REQUIRED ACTION: Report every line below that holds the word "like".

(MATERIAL SHOWN)

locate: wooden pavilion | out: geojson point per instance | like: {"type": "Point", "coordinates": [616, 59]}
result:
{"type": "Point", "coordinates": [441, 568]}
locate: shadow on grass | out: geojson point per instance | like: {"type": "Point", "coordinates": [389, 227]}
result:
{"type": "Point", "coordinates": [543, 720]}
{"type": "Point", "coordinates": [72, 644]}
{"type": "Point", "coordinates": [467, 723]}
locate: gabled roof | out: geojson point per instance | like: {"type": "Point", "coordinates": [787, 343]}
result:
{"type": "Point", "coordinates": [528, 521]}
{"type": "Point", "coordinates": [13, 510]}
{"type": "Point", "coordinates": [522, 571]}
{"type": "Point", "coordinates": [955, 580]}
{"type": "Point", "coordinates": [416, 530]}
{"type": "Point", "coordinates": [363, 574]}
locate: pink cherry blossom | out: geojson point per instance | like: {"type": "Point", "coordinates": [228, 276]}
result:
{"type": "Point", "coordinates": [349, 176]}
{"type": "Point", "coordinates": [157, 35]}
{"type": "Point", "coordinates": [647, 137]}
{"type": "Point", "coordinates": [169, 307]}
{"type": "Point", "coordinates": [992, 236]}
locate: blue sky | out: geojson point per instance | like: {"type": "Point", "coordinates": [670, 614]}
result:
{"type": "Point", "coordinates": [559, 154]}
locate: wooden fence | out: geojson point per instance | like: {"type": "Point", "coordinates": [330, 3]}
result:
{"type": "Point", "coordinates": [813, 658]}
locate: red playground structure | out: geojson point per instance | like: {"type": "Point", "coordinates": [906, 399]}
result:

(End MATERIAL SHOWN)

RESULT:
locate: wooden pavilion | out: geojson point per instance | like: {"type": "Point", "coordinates": [616, 59]}
locate: shadow on grass | out: geojson point per instance | like: {"type": "Point", "coordinates": [389, 227]}
locate: gabled roof | out: geojson point per instance | like: {"type": "Point", "coordinates": [787, 343]}
locate: pink cherry blossom | out: geojson point per instance | like: {"type": "Point", "coordinates": [228, 276]}
locate: blue sky | out: geojson point per instance | like: {"type": "Point", "coordinates": [670, 614]}
locate: wooden fence | out: geojson point per instance | like: {"type": "Point", "coordinates": [330, 3]}
locate: red playground structure | out: geojson point per instance | like: {"type": "Point", "coordinates": [906, 399]}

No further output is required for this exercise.